## TEXT BLOCK
The challenge of implementing E2EE

The implementation of end-to-end encryption demonstrates the trade-off between security and user experience, as it brings new constraints necessary to secure their secret keys. Cloud-based services rely a lot on server-side processing: simple tasks such as selecting, filtering, searching on encrypted data are broken and must be redesigned. Thus the main challenge with E2EE is not much the cryptography itself but more how to implement the technology without killing core features or security. In contrast, the simplicity of instant messaging apps explains why they were the first services to provide E2EE (WhatsApp or Signal).

End-to-end encryption is a client-side encryption scheme, meaning data is encrypted and decrypted on the device of the user (smartphone or browser). Each user owns a unique cryptographic identity composed of a public key, shareable with others, and a private key that remains on the device. User’s keys are not used to encrypt data directly: each piece of data is encrypted by a dedicated key. It allows sharing pieces of data with a specific list of users. The distribution of millions of secret keys among users’ devices prevents an attacker from compromising a large volume of data at a time (he could download but can’t decrypt the data). In a nutshell, E2EE drastically reduces the impact of a data leak for cloud services. However, a small leak is still possible if the data is decrypted on a compromised device.

An inherent trade-off in E2EE is the risk of data loss. If a user loses his device (containing his private key), all his encrypted data may be lost. To enable users to change devices without losing their private key, we use their password to encrypt and save it in the cloud (the recovery key). However, there is still the risk of forgetting the password, which experience shows happens often. Thus we implemented a second mechanism to recover the private key based on double authentication to ensure practitioners will always be able to decrypt their documents, even 10 years after encryption.

## YOUR ASSIGNMENT
Reproduce the whole text on implementing end-to-end encryption word for word.

Referring expression pointing data:
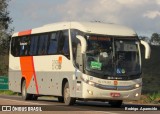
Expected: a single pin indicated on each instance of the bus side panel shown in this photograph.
(50, 71)
(14, 74)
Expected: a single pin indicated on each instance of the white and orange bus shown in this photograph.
(77, 61)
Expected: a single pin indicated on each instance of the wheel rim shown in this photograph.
(66, 94)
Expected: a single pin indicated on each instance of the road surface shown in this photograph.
(48, 105)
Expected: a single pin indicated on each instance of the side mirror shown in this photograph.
(147, 49)
(83, 43)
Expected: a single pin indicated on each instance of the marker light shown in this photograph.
(90, 92)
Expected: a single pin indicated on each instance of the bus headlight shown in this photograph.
(91, 83)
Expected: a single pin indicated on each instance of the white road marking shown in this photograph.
(24, 102)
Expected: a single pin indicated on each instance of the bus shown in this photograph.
(77, 61)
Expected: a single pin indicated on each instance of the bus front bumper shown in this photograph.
(91, 92)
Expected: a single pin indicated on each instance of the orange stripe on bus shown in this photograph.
(22, 33)
(28, 70)
(60, 59)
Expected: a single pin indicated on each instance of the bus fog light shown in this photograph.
(90, 92)
(136, 95)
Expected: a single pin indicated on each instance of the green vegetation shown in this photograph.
(151, 71)
(7, 92)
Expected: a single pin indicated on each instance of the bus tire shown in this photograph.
(34, 97)
(115, 103)
(67, 99)
(61, 99)
(25, 95)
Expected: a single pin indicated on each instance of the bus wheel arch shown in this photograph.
(25, 95)
(66, 93)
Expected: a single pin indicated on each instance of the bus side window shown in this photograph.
(24, 46)
(53, 44)
(43, 41)
(63, 45)
(34, 43)
(76, 46)
(15, 46)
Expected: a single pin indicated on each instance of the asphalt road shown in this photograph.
(49, 105)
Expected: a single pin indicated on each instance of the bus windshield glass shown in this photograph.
(111, 56)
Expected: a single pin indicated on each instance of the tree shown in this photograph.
(155, 39)
(5, 30)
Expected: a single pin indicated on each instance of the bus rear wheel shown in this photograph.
(25, 95)
(115, 103)
(61, 99)
(67, 99)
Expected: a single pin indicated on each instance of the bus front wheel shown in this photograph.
(67, 99)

## OUTPUT OF THE TASK
The challenge of implementing E2EE

The implementation of end-to-end encryption demonstrates the trade-off between security and user experience, as it brings new constraints necessary to secure their secret keys. Cloud-based services rely a lot on server-side processing: simple tasks such as selecting, filtering, searching on encrypted data are broken and must be redesigned. Thus the main challenge with E2EE is not much the cryptography itself but more how to implement the technology without killing core features or security. In contrast, the simplicity of instant messaging apps explains why they were the first services to provide E2EE (WhatsApp or Signal).

End-to-end encryption is a client-side encryption scheme, meaning data is encrypted and decrypted on the device of the user (smartphone or browser). Each user owns a unique cryptographic identity composed of a public key, shareable with others, and a private key that remains on the device. User’s keys are not used to encrypt data directly: each piece of data is encrypted by a dedicated key. It allows sharing pieces of data with a specific list of users. The distribution of millions of secret keys among users’ devices prevents an attacker from compromising a large volume of data at a time (he could download but can’t decrypt the data). In a nutshell, E2EE drastically reduces the impact of a data leak for cloud services. However, a small leak is still possible if the data is decrypted on a compromised device.

An inherent trade-off in E2EE is the risk of data loss. If a user loses his device (containing his private key), all his encrypted data may be lost. To enable users to change devices without losing their private key, we use their password to encrypt and save it in the cloud (the recovery key). However, there is still the risk of forgetting the password, which experience shows happens often. Thus we implemented a second mechanism to recover the private key based on double authentication to ensure practitioners will always be able to decrypt their documents, even 10 years after encryption.